▸ Records provided
──────────────────────────────
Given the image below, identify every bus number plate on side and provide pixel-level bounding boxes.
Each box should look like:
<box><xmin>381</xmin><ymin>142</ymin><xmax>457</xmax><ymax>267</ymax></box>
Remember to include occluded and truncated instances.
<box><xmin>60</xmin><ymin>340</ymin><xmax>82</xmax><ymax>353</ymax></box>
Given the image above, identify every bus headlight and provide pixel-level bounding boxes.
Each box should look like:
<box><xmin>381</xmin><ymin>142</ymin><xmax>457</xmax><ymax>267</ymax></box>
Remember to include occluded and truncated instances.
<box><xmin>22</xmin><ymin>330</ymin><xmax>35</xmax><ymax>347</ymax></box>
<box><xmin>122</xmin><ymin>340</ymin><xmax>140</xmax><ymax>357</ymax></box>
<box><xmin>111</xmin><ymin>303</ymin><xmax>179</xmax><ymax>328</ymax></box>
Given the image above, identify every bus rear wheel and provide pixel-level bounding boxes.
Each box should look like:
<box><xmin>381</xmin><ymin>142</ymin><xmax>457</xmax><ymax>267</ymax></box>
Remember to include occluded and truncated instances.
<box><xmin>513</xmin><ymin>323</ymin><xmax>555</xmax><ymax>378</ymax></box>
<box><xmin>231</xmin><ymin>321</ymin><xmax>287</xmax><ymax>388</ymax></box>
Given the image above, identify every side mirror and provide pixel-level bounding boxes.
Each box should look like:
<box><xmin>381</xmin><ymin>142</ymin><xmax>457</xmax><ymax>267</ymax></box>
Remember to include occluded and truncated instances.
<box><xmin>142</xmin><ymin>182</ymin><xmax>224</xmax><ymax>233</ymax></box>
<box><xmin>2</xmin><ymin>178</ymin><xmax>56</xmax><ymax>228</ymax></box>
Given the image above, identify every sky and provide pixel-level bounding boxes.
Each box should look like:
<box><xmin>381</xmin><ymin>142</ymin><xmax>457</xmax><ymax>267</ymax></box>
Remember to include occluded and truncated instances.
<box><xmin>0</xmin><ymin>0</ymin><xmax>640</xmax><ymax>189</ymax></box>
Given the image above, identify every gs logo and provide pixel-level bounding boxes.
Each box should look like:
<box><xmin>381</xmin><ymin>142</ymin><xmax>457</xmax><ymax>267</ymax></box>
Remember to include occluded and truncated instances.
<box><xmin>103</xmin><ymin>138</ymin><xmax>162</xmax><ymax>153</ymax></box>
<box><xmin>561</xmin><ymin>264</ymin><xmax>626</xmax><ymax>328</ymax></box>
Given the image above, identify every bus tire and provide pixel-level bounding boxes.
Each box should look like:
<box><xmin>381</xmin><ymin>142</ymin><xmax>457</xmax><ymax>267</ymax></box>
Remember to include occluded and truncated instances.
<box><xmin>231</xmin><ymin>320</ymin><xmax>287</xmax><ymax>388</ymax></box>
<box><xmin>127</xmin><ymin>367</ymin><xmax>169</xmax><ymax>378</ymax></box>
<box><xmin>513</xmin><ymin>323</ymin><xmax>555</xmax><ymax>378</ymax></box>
──────────────────────────────
▸ Task directions
Count the lines in the items above that contain the string "identify", with case counting, and give only the number.

▸ Written solution
7